_Directions:_ Extract exactly the range of lines bounded by the line containing "Please locate the airliner" and the final line of the listing, both ends included, and no other lines.

_Raw records:_
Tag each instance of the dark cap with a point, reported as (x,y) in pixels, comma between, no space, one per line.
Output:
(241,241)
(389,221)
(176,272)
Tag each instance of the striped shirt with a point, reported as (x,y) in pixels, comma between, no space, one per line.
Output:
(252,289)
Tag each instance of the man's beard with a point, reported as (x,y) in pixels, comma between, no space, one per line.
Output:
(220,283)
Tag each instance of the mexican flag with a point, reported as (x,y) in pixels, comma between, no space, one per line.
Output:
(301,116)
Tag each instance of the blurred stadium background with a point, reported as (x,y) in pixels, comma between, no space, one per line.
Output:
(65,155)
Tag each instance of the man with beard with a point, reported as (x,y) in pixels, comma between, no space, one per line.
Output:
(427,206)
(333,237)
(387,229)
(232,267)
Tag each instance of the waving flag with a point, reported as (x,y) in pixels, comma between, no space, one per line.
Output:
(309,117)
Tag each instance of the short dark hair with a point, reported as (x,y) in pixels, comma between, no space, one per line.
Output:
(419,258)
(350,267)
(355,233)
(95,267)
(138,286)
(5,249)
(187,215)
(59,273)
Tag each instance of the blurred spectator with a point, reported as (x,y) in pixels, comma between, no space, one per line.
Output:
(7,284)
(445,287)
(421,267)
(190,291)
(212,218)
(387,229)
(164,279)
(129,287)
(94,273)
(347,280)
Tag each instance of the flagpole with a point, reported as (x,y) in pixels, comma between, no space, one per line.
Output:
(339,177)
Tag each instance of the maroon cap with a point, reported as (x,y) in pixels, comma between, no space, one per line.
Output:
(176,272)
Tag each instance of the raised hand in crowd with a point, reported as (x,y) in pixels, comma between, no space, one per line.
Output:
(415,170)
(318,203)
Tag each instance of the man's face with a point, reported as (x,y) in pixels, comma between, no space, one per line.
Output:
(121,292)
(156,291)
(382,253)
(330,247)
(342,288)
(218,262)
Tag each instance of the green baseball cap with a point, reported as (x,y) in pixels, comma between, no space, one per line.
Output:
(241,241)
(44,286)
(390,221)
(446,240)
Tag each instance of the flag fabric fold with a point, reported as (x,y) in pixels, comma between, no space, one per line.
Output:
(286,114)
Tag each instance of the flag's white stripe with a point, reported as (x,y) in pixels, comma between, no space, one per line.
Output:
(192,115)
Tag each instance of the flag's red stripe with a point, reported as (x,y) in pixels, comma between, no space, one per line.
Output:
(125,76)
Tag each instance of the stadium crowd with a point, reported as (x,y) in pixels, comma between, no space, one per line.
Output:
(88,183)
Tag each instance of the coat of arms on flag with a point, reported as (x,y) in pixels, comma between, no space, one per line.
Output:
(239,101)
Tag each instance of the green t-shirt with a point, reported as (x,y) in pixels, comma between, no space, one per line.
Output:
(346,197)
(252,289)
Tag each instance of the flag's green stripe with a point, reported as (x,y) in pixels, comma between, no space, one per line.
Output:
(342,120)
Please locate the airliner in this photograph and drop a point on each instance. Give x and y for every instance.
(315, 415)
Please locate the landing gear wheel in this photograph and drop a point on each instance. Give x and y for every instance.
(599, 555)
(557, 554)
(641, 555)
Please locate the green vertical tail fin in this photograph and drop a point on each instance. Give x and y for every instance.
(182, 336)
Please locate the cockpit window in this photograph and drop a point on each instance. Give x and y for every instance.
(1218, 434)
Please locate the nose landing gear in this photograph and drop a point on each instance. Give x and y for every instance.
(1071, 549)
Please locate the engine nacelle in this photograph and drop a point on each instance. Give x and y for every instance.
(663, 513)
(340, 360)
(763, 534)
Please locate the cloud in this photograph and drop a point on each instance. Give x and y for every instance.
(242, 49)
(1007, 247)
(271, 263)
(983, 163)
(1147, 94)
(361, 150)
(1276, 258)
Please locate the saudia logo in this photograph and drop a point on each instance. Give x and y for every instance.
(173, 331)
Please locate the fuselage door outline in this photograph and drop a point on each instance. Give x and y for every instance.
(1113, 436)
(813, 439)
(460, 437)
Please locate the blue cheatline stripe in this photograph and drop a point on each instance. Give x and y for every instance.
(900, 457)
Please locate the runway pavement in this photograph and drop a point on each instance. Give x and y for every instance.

_Exercise solution:_
Please locate the airliner in this photograph and drop a point on each instance. Give x and y for every instance.
(315, 415)
Please locate the landing gear wheel in this photograph and drop a point on each instance. Give x and y for every instance.
(599, 555)
(557, 554)
(641, 555)
Please locate the green vertical tail fin in this photograph and drop a point on each instance. Give x and y for every instance.
(182, 336)
Please locate the cockpit window in this photograph and drop a point on each instance. Give x and y for every instance.
(1218, 434)
Please locate the nose landing gear in this photograph and drop a point on each instance. Give x and y for every instance.
(1071, 549)
Please locate the engine nacelle in this photograph and drop a point on each instance. Give x and y for every instance.
(663, 513)
(340, 360)
(763, 534)
Please locate the cloud in this photograph and drop a point on each instance. Give x and y for every instance.
(242, 49)
(1007, 247)
(271, 263)
(983, 163)
(1147, 94)
(361, 150)
(1276, 258)
Please locate the saudia logo in this photograph and drop a point on each instance. Give x and y for every instance.
(173, 331)
Please locate the fuselage door outline in this photograph and drop a point on each instance. Give x and y for every instance.
(1113, 436)
(813, 439)
(460, 437)
Please locate the blue cheatline stripe in this photograph and drop a point on each instance. Give x and y for every instance.
(900, 457)
Please locate the runway pavement in this photograph and drop a point on each instance. Give x and y for every instance.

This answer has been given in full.